Dendreon (NASDAQ: DNDN) had a goal of becoming cash-flow breakeven for its U.S. operations at $500 million in annual sales of its prostate cancer treatment, Provenge.
Then it cut costs, and said it could break even when sales were at $400 million per year.
Now, even that reduced goal seems unattainable in the near future. Seeing the writing on the wall -- or should we say, the competition passing it by -- Dendreon decided that further cuts were required to get to breakeven. The biotech is cutting 20% of its workforce, and $50 million in non-people costs, to achieve a $125 million reduction in its cash burn next year based on this year's run rate.
Management wasn't willing to give a new revenue requirement to become cash flow breakeven. Based on the savings of $125 million and the old guidance, it would seem that sales would only have to hit $275 million to break even. In reality, the actual number is likely higher because Dendreon was already counting on some of the savings to be breakeven. The "$125 million in cash operating expenses from the Company's 2013 run rate" is a little misleading because the 2013 run rate includes the first and second quarter when expenses were higher.
If you can't beat 'em, join 'em
There's no doubt that competition from new prostate cancer drugs -- Johnson & Johnson's (NYSE: JNJ) Zytiga, and Medivation (NASDAQ: MDVN) and Astellas' Xtandi -- has caused sales of Provenge to grow slower than expected; sales were actually down 13% year over year in the third quarter. It's hard to tell from the clinical trial data if they're actually that much more effective than Provenge, but Dendreon's drug is more complicated to administer than Zytiga and Xtandi, which are taken orally.
Rather than try and compete with Johnson & Johnson, Medivation, and Astellas, Dendreon's plan is to convince doctors to use both. A trial sequencing Zytiga with Provenge is fully enrolled, and one with Xtanti and Provenge was recently started. If those trials can show a benefit to using Provenge and its competition, it's possible Dendreon could accelerate sales.
But Dendreon has to survive until then. At the end of the third quarter, Dendreon only had $233 million in the bank. Burning $47 million per quarter, like Dendreon did in the third quarter, isn't sustainable. Cutting costs was the only option.
Dendreon also has debt that has to be paid in a couple of years. At this point, it seems unlikely that it'll be able to pay it with profits, so refinancing, or potentially finding a buyer for the whole company -- debt included -- seem like the only options. Management is considering its choices, and plans to update investors on its next quarterly conference call.

(Localization data with one point per instance)
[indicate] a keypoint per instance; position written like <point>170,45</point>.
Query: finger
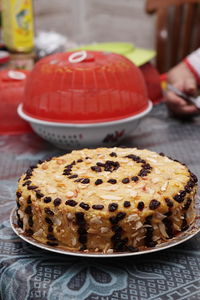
<point>189,109</point>
<point>174,99</point>
<point>180,109</point>
<point>190,85</point>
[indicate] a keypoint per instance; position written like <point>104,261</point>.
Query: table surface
<point>30,273</point>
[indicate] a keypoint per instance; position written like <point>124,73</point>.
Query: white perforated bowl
<point>77,136</point>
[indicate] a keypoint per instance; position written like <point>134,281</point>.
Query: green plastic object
<point>138,56</point>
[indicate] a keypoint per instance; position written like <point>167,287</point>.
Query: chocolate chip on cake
<point>98,206</point>
<point>98,181</point>
<point>112,181</point>
<point>51,237</point>
<point>127,204</point>
<point>85,180</point>
<point>48,221</point>
<point>48,211</point>
<point>140,205</point>
<point>18,194</point>
<point>28,182</point>
<point>135,178</point>
<point>117,205</point>
<point>125,180</point>
<point>39,194</point>
<point>71,202</point>
<point>120,216</point>
<point>79,160</point>
<point>113,154</point>
<point>57,202</point>
<point>112,207</point>
<point>96,168</point>
<point>154,204</point>
<point>187,204</point>
<point>32,187</point>
<point>80,218</point>
<point>29,200</point>
<point>169,202</point>
<point>84,206</point>
<point>29,231</point>
<point>47,199</point>
<point>30,221</point>
<point>28,210</point>
<point>53,244</point>
<point>73,176</point>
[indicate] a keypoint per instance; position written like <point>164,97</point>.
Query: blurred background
<point>85,21</point>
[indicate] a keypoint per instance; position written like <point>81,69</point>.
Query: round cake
<point>106,200</point>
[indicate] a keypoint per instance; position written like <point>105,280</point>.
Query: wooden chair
<point>177,30</point>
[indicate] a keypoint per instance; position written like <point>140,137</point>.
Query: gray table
<point>30,273</point>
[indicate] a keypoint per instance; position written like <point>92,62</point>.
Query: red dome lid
<point>84,87</point>
<point>12,89</point>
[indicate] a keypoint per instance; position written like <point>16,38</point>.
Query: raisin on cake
<point>106,200</point>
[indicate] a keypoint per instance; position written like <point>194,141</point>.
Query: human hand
<point>183,79</point>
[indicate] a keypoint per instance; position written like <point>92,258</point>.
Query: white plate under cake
<point>106,200</point>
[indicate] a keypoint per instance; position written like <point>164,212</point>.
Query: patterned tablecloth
<point>27,272</point>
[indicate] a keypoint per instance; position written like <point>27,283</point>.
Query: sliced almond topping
<point>44,166</point>
<point>106,248</point>
<point>57,221</point>
<point>21,214</point>
<point>74,240</point>
<point>133,193</point>
<point>157,171</point>
<point>51,189</point>
<point>150,191</point>
<point>162,230</point>
<point>104,229</point>
<point>110,188</point>
<point>155,179</point>
<point>138,225</point>
<point>133,217</point>
<point>95,220</point>
<point>60,161</point>
<point>152,160</point>
<point>39,232</point>
<point>69,216</point>
<point>164,186</point>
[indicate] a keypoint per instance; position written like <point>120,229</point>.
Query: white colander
<point>77,136</point>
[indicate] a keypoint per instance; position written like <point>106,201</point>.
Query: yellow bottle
<point>17,21</point>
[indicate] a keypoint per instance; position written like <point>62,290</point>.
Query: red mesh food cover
<point>11,94</point>
<point>85,87</point>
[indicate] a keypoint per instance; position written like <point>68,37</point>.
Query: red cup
<point>12,92</point>
<point>84,87</point>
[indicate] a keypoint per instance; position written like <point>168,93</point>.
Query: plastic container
<point>12,89</point>
<point>84,99</point>
<point>85,87</point>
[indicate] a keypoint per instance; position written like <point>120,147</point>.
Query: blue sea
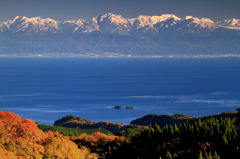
<point>46,89</point>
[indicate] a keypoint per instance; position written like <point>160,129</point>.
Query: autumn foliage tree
<point>21,138</point>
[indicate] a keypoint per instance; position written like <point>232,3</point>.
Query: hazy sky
<point>75,9</point>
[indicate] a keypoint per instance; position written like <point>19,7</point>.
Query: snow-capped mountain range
<point>155,35</point>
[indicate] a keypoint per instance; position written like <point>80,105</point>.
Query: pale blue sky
<point>75,9</point>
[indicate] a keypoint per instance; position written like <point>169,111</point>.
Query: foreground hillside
<point>211,137</point>
<point>77,122</point>
<point>163,120</point>
<point>21,138</point>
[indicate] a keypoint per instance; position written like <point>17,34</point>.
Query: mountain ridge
<point>113,35</point>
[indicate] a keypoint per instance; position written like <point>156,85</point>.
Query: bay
<point>46,89</point>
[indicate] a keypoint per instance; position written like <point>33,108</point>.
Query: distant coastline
<point>117,55</point>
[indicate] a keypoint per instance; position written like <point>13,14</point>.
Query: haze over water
<point>46,89</point>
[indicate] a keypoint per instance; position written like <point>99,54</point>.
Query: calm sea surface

## Tasks to perform
1: According to the Dendreon article, how much money did Dendreon have in the bank at the end of the third quarter?
2: Copy the stretch of the Dendreon article from "But Dendreon has" through "quarterly conference call.".
Work only from the Dendreon article.

## Results
1: $233 million

2:
But Dendreon has to survive until then. At the end of the third quarter, Dendreon only had $233 million in the bank. Burning $47 million per quarter, like Dendreon did in the third quarter, isn't sustainable. Cutting costs was the only option.
Dendreon also has debt that has to be paid in a couple of years. At this point, it seems unlikely that it'll be able to pay it with profits, so refinancing, or potentially finding a buyer for the whole company -- debt included -- seem like the only options. Management is considering its choices, and plans to update investors on its next quarterly conference call.